◆ Aim of the task ◆
Beneath this sentence is a listing. Return its lines from the one containing "Where can the www.bildarea.com" through the last, exactly, and omit the pictures.

◆ Extracted entries ◆
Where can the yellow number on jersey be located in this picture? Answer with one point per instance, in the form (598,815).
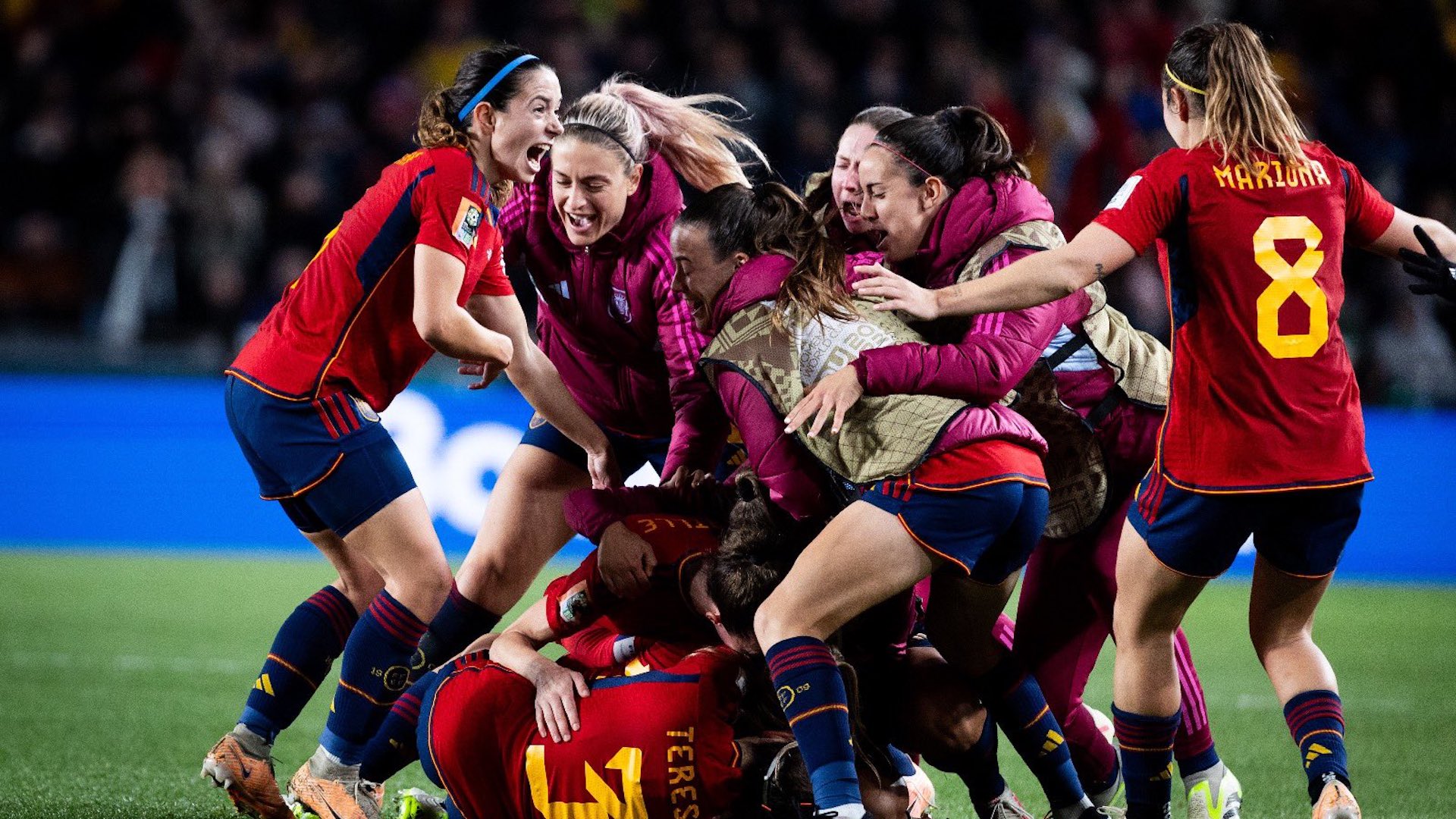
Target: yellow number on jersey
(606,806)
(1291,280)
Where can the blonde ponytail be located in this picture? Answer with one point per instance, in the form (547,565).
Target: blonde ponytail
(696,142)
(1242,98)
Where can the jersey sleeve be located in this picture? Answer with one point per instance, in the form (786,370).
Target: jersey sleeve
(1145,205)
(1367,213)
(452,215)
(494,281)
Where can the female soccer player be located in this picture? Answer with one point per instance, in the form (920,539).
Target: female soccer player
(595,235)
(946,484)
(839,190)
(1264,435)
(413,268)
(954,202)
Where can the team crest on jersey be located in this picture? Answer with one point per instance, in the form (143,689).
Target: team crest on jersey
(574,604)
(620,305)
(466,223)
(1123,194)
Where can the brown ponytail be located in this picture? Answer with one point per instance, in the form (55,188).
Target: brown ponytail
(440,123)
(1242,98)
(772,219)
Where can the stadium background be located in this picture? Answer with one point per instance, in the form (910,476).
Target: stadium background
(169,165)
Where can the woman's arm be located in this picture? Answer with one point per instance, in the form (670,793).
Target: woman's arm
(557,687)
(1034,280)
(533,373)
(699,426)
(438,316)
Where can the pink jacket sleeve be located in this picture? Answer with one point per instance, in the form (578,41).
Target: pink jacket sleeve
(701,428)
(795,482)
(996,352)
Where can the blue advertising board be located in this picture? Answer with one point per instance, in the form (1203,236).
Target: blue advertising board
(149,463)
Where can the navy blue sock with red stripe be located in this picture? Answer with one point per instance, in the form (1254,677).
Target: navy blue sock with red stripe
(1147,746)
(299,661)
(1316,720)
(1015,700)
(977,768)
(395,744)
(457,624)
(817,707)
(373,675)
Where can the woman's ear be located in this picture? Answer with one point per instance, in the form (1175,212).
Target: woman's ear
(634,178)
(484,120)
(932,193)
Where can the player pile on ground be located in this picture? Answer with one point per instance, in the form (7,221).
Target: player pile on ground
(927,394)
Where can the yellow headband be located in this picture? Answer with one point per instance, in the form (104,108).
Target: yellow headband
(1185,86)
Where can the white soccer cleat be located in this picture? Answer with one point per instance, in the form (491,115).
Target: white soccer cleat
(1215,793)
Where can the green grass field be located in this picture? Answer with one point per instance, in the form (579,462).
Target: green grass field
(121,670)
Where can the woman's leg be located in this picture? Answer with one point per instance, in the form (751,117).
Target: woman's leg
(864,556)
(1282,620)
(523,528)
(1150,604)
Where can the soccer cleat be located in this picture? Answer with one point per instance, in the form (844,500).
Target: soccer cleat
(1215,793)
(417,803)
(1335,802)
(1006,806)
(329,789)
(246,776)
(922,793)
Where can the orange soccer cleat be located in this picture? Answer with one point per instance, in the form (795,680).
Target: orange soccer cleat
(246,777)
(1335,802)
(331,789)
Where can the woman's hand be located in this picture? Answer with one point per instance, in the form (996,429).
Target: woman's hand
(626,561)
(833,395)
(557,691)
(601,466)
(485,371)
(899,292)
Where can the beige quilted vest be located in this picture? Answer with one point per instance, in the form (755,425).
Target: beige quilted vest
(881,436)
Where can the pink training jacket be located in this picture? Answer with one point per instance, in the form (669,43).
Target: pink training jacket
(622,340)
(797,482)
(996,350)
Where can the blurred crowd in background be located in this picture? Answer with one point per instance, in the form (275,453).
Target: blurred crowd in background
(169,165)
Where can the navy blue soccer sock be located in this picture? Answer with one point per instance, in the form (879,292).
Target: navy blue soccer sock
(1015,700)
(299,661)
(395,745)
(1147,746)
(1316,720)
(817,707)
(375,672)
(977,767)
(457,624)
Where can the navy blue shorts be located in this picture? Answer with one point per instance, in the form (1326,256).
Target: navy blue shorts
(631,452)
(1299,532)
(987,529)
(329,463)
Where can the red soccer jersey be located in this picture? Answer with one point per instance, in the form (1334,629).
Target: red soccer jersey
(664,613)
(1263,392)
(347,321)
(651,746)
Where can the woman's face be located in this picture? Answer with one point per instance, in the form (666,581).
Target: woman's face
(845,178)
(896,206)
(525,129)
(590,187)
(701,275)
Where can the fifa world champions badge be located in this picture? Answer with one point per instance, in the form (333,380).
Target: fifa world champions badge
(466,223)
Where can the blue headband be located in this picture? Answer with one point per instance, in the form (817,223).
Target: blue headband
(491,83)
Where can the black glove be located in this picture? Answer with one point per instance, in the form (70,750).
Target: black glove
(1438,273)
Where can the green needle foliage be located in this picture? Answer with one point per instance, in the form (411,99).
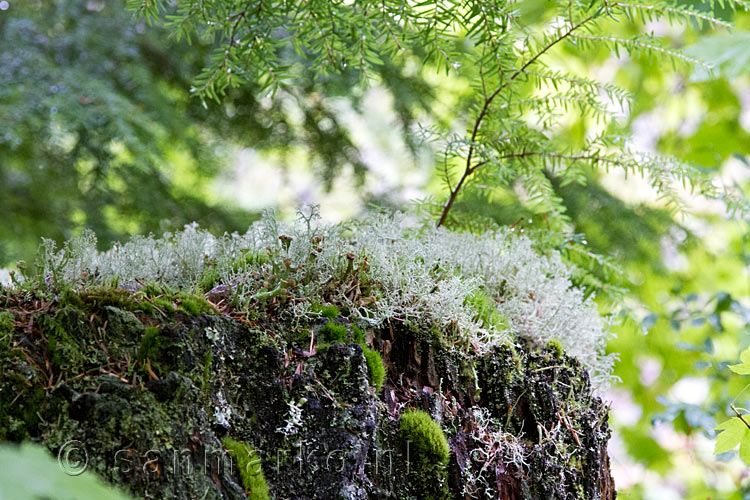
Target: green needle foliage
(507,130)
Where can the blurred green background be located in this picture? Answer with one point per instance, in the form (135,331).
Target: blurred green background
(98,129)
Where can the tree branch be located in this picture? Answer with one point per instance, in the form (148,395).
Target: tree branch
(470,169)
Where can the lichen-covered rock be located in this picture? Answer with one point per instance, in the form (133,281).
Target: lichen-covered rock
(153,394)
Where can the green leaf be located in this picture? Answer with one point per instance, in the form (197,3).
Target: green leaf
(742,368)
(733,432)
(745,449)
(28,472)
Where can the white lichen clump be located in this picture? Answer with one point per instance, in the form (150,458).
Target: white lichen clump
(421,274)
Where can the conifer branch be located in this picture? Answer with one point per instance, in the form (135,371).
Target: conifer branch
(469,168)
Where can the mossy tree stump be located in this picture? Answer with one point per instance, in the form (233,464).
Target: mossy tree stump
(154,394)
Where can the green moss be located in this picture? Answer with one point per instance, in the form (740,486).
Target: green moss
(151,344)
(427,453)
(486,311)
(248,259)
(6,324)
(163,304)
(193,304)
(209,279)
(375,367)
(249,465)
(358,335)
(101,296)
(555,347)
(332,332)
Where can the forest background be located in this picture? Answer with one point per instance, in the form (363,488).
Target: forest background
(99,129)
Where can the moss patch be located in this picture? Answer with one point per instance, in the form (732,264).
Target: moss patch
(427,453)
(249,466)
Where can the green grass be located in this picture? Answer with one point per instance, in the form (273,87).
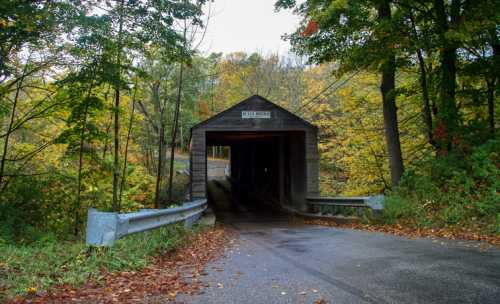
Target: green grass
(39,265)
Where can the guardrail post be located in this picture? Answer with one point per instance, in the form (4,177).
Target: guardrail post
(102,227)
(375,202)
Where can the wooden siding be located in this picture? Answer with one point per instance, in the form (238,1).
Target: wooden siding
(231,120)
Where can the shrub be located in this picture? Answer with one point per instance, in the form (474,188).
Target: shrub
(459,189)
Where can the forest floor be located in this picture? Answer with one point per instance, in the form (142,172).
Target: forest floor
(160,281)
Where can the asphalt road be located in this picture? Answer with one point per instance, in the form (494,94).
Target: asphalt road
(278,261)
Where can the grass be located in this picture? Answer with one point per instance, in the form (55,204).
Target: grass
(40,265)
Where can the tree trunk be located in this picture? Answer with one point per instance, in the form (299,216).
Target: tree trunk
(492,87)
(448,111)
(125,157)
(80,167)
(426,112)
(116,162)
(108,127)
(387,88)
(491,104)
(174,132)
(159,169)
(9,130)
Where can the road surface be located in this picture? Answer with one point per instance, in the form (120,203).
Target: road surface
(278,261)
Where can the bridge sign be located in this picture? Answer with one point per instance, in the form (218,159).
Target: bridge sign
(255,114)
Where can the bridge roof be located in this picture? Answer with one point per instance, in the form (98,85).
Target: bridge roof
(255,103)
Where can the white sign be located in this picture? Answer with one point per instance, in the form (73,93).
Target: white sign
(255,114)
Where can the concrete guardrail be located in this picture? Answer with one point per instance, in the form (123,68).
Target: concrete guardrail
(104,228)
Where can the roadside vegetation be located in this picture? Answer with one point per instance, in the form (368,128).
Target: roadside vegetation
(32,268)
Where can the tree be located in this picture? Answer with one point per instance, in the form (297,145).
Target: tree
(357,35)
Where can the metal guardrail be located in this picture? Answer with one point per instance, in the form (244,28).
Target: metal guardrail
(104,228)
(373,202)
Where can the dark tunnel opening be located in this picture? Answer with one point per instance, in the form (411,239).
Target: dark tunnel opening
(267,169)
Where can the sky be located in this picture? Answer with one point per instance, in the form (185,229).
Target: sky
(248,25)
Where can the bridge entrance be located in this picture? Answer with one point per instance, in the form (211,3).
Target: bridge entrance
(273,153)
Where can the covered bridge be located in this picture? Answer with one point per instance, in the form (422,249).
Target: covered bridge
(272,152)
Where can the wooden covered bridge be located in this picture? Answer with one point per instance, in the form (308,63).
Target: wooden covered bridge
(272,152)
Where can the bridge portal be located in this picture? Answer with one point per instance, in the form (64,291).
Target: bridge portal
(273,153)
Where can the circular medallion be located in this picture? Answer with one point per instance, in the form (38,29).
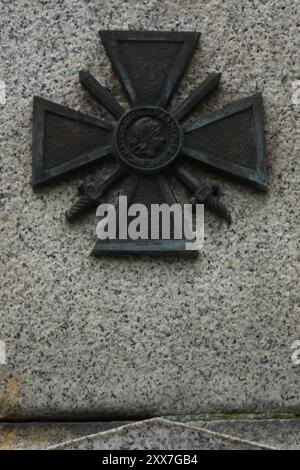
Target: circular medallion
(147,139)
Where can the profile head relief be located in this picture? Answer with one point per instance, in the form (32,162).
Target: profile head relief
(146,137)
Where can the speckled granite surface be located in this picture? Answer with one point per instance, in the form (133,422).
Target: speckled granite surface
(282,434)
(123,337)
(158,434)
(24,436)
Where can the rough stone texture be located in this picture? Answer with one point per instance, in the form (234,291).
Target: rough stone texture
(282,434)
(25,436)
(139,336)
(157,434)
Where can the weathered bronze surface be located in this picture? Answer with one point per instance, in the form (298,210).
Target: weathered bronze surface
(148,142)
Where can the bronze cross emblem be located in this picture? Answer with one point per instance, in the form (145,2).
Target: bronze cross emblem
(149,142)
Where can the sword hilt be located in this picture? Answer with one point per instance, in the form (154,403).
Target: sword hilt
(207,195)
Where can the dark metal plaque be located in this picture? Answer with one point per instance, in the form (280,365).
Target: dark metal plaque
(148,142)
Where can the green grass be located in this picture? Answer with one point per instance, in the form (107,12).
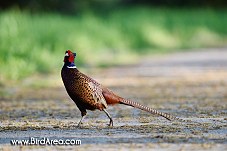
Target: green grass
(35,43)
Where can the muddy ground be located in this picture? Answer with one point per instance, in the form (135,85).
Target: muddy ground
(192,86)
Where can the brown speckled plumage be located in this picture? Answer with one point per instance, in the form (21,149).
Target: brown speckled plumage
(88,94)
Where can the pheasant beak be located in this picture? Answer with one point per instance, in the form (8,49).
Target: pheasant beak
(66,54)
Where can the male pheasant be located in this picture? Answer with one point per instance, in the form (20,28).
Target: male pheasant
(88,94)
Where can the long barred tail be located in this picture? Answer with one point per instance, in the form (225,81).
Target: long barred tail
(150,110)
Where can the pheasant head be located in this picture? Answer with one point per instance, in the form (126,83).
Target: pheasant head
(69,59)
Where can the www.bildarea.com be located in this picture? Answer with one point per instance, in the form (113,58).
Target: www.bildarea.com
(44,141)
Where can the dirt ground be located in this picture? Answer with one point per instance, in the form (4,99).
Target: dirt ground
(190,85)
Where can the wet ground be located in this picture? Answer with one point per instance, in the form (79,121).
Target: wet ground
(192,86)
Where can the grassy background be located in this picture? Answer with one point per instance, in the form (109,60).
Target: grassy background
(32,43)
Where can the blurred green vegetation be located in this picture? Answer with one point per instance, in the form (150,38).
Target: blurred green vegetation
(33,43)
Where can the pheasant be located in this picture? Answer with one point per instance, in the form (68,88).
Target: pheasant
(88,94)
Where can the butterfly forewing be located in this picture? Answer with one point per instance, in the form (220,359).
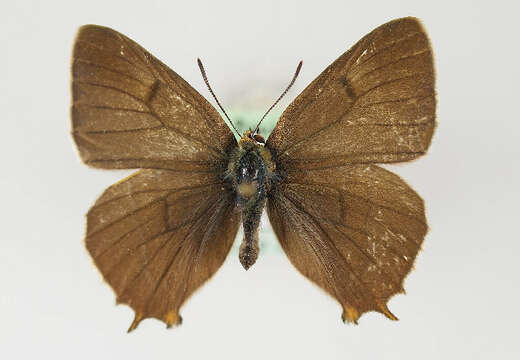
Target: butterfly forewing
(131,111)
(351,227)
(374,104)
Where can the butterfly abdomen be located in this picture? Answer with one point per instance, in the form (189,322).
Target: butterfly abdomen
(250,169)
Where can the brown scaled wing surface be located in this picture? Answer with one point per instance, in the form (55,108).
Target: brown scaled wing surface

◆ Exercise output ◆
Where can the www.bildarea.com be located in this picture? Answer with one point per instance, in the form (113,58).
Target: www.bildarea.com
(44,141)
Where can the dirt ground be located in this picture? Answer with one point per instance, in the form (4,99).
Target: dirt ground
(190,85)
Where can the wet ground be located in this picture? Answer with one point per instance, in the form (79,121).
Target: wet ground
(192,86)
Where can the grassy background be located in this picture? Answer with one point per instance, in the form (109,60).
Target: grassy background
(32,43)
Where can the blurred green vegetation be located in this picture? Answer with one point per instance, in the form (150,38).
Target: blurred green vegetation
(33,43)
Where can the pheasant be located in this picture? Answer with one point per instance, in the form (68,88).
Target: pheasant
(88,94)
Where can the butterfly forewing be located in this picture? Answer with one point per instance, in the form (220,359).
Target: butterfly forewing
(131,111)
(351,227)
(374,104)
Where can the butterfly abdomen be located in this picture? Answer with one point per instance, in the form (189,322).
Target: butterfly abdomen
(250,169)
Where can the brown scaled wing surface be located in this picture? Answer with one point per instance, in the form (55,108).
Target: brown scaled wing surface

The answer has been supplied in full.